Items:
--- --- ---

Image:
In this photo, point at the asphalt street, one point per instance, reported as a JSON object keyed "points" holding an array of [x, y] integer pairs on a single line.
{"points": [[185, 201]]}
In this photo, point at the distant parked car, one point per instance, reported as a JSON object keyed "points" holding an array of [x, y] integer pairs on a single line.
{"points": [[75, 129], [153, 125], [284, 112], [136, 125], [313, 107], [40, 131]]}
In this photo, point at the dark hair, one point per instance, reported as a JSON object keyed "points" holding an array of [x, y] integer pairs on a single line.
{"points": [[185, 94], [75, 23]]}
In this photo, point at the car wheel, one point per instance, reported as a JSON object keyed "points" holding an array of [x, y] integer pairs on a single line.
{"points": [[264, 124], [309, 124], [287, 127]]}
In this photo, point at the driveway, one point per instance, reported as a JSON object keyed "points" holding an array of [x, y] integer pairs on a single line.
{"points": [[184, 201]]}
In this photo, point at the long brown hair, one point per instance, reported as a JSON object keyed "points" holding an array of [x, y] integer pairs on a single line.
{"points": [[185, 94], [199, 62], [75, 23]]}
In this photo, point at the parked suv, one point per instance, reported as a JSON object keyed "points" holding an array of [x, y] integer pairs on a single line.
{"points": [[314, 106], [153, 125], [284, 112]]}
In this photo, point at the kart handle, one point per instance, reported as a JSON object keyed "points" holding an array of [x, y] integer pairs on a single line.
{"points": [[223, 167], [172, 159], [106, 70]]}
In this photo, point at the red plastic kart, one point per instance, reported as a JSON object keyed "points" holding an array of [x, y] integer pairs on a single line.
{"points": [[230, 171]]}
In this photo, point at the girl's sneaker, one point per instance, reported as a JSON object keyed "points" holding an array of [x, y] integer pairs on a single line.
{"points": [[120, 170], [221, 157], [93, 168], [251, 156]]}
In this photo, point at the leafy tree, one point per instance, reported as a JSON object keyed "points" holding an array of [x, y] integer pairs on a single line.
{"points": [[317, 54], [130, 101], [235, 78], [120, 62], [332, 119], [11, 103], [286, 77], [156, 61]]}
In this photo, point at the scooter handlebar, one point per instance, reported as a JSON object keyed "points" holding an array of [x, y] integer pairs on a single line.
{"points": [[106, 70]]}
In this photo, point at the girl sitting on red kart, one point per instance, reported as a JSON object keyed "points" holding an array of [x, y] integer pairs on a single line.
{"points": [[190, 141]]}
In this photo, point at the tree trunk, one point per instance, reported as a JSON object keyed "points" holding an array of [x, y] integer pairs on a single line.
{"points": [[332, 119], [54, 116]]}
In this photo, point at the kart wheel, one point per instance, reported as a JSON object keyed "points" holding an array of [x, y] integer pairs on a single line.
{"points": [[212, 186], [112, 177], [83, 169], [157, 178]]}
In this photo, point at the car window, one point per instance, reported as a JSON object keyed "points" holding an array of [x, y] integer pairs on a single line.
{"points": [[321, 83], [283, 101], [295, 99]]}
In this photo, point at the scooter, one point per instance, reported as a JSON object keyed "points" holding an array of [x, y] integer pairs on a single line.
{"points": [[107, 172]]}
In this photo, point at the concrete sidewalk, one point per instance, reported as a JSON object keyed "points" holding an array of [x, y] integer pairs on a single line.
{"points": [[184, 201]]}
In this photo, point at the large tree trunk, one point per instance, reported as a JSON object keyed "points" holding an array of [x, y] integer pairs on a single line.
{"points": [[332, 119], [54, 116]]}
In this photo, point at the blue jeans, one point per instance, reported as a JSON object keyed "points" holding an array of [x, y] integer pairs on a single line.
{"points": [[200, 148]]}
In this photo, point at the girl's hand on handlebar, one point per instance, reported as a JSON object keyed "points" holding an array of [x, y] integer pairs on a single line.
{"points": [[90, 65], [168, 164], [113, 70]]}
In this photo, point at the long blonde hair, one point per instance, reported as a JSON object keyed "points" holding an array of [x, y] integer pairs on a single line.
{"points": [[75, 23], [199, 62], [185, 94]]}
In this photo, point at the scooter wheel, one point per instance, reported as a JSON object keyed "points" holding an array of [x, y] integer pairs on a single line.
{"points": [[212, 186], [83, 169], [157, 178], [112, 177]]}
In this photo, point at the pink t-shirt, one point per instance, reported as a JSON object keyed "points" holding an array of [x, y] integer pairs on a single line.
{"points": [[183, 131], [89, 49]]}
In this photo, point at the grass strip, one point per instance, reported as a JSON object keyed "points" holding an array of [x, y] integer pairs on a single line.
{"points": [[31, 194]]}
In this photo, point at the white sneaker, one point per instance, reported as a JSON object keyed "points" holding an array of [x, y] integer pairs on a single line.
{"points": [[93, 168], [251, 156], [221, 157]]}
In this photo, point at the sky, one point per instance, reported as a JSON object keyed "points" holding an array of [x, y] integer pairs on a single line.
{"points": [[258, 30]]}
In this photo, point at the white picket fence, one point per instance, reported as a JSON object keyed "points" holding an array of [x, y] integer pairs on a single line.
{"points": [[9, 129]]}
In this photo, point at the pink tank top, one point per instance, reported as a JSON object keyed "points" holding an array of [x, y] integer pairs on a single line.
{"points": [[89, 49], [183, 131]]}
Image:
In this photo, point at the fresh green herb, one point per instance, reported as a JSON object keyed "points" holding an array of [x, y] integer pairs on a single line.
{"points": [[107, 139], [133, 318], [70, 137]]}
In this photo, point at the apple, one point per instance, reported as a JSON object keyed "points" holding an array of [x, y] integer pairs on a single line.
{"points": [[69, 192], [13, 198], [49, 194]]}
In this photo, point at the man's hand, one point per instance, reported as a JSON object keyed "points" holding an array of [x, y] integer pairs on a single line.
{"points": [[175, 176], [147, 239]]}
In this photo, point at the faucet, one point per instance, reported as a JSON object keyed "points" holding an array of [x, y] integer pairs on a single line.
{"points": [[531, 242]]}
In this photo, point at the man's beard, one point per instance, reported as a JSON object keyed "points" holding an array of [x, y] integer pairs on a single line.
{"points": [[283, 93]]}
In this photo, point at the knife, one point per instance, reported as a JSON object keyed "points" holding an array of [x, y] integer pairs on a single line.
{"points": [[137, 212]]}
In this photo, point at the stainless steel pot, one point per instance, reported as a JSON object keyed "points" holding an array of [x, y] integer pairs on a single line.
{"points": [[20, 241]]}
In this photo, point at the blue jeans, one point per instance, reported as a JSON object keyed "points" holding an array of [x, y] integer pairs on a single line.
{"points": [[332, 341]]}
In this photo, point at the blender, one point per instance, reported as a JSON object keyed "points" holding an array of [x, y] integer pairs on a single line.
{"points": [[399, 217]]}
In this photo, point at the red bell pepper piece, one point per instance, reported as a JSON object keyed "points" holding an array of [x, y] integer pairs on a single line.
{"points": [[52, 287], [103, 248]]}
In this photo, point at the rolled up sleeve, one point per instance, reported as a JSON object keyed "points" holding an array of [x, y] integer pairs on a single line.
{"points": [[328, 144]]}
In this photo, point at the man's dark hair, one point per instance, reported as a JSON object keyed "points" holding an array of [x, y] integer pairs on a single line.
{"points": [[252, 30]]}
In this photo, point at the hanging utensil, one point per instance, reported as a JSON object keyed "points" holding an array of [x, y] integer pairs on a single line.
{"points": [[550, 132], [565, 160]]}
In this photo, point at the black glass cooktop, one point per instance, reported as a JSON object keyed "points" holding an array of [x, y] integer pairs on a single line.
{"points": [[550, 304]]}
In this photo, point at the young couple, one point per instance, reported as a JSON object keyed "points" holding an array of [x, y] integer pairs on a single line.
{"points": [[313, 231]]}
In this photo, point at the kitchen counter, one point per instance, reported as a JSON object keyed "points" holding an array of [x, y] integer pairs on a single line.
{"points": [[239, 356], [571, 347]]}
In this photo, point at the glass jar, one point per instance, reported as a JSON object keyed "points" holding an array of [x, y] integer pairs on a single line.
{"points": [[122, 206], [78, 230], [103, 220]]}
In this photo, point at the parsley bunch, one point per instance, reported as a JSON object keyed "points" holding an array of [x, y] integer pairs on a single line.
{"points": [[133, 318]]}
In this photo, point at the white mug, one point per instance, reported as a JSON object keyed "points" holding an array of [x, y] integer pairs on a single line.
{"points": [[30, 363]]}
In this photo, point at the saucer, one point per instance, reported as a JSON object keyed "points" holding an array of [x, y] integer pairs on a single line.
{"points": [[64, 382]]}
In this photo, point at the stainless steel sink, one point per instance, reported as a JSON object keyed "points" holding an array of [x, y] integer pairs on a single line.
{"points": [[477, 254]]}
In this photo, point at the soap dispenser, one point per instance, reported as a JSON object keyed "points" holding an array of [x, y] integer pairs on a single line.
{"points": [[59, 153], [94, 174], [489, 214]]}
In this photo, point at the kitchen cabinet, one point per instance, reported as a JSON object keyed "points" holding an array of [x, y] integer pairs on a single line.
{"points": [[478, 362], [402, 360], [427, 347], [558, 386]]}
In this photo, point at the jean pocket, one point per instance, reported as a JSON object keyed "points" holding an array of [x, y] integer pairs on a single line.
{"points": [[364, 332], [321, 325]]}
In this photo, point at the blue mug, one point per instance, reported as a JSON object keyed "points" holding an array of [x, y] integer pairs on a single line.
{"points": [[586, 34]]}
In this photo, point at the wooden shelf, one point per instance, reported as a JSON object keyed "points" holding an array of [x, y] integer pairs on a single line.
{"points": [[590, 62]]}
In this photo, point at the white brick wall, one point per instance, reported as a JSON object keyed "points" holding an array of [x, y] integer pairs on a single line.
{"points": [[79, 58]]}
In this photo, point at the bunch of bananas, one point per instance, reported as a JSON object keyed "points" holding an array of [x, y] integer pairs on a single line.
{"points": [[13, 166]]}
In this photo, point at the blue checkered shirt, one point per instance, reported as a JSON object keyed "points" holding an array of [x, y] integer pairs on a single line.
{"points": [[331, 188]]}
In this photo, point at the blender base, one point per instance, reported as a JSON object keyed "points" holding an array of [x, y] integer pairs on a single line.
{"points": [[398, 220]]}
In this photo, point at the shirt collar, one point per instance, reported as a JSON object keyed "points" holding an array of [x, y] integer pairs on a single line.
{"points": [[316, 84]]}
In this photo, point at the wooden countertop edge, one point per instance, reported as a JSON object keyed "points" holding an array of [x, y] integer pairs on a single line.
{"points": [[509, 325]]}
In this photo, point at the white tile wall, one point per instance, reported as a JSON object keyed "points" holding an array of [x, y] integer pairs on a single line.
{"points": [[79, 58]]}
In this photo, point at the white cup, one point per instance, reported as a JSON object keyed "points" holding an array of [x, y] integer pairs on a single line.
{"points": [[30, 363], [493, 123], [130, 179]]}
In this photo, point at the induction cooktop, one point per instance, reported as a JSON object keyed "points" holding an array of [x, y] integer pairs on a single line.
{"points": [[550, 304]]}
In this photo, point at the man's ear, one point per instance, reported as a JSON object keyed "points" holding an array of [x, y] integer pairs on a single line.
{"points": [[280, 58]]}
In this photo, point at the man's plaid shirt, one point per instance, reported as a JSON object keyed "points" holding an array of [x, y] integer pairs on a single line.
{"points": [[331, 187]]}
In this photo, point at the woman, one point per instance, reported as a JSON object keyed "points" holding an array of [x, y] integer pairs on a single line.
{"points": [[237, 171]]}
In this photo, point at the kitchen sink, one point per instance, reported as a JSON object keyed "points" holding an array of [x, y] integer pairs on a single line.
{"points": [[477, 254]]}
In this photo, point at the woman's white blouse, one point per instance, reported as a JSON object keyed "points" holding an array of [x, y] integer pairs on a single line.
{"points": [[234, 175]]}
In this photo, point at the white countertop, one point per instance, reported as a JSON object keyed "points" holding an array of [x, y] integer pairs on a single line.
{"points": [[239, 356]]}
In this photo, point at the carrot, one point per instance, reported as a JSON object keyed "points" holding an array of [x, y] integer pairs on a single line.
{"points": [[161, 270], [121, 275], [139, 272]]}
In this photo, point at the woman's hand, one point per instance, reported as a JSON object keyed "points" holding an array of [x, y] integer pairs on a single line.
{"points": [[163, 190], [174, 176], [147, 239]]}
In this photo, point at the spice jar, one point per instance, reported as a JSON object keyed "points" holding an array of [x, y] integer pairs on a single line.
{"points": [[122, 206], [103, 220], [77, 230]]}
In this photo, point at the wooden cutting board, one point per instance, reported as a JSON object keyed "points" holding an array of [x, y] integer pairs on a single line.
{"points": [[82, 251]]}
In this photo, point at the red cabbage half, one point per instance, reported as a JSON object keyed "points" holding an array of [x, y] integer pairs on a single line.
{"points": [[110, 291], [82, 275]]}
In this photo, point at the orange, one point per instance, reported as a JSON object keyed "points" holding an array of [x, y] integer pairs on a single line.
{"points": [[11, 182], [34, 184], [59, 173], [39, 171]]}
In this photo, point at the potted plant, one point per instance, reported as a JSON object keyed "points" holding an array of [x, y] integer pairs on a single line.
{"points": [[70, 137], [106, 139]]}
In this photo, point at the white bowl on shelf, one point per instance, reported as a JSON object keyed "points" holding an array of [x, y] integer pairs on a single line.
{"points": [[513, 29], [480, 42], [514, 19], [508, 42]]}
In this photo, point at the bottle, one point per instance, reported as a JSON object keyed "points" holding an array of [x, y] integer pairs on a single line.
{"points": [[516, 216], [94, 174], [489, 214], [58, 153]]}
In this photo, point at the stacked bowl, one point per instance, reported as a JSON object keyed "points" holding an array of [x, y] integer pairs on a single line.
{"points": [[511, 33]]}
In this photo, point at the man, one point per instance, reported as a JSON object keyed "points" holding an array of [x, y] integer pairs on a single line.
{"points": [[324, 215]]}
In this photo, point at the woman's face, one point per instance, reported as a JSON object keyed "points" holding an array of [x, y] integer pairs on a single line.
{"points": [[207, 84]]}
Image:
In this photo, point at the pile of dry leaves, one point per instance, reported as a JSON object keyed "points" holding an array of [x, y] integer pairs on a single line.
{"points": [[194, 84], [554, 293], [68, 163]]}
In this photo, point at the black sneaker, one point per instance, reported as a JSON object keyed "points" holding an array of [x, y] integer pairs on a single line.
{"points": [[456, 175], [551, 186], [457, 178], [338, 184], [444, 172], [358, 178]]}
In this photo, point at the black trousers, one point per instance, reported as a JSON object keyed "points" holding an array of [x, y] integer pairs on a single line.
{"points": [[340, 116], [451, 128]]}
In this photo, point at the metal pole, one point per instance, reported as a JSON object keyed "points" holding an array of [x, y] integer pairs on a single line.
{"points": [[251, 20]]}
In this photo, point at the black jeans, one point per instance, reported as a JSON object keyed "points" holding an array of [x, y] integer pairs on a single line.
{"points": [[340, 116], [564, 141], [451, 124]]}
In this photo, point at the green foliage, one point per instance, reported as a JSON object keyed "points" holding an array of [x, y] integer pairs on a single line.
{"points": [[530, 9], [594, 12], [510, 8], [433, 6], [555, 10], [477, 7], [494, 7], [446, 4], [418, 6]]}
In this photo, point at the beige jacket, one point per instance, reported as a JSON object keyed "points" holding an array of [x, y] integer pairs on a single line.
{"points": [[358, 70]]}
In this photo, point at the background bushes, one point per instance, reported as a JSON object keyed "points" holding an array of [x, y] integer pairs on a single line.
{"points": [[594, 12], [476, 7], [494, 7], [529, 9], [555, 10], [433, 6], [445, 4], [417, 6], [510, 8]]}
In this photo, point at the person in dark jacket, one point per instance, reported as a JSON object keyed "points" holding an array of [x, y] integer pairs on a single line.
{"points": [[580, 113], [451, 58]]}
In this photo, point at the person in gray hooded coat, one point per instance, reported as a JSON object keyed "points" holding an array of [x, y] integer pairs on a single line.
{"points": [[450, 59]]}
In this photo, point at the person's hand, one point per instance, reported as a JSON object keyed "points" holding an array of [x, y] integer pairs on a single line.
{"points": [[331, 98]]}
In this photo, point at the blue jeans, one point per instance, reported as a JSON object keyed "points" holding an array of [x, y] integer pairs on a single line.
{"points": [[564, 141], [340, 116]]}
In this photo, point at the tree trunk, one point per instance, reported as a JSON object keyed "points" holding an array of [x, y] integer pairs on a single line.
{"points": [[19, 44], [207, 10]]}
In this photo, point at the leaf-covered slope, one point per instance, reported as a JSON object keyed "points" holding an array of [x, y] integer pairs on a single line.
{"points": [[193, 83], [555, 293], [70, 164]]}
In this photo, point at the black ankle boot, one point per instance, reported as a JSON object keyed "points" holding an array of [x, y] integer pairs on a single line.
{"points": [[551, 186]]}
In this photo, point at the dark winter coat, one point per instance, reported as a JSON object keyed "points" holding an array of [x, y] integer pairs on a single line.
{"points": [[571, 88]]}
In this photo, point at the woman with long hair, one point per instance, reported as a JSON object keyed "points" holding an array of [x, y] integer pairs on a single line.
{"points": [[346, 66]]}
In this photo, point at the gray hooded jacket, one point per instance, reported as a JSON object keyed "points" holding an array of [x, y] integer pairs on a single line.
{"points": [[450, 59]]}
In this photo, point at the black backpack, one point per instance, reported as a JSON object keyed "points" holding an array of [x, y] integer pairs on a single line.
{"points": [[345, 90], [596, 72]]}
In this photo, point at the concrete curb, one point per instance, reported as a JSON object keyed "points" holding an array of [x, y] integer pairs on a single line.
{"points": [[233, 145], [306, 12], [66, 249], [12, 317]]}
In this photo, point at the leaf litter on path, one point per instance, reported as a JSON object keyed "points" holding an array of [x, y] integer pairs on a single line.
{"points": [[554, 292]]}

--- --- ---

Given request:
Please extract exactly, and only, the lines from the line containing "In this photo, point at the gray" through the last line of the records.

Solution to this task:
In this photo, point at the gray hooded jacket, one point per instance, reported as a JSON object keyed "points" holding an array of [x, y] integer pairs on a single line.
{"points": [[450, 59]]}
In this photo, point at the black backpack, one point per instance, reported as a JSON object keyed "points" holding an array of [x, y] integer pairs on a single line.
{"points": [[345, 90], [596, 72]]}
In this photo, point at the concrete curb, one point per instance, reported as a JSON object keyed "points" holding an array of [x, y] integer pairs on a single line.
{"points": [[233, 145], [306, 12], [66, 249], [12, 317]]}
In this photo, point at the leaf litter on path, one point per instance, reported as a JSON object keyed "points" holding an array of [x, y] integer pairs on a single line.
{"points": [[554, 292]]}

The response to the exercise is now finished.